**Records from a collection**
:::::
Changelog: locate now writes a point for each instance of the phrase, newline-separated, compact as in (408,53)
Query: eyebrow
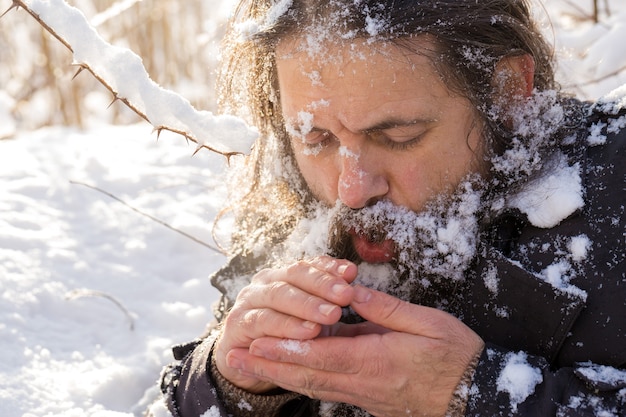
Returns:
(395,123)
(383,125)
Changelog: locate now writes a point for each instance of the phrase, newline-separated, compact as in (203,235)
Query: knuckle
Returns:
(262,277)
(391,307)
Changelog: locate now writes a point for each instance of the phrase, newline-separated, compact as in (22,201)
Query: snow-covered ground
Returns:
(94,293)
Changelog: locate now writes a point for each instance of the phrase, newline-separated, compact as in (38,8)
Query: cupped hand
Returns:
(288,303)
(405,360)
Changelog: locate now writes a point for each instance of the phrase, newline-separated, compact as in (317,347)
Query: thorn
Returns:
(158,130)
(80,69)
(15,6)
(114,100)
(197,149)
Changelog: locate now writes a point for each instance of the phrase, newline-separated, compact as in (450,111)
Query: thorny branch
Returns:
(116,97)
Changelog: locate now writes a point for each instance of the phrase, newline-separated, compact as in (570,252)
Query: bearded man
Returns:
(427,225)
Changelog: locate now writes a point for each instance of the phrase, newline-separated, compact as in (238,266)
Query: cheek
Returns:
(320,175)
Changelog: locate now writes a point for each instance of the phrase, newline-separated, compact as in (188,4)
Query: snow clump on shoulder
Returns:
:::::
Once you have counted every line above that contains the string "Query", give that number and nothing more.

**Reply**
9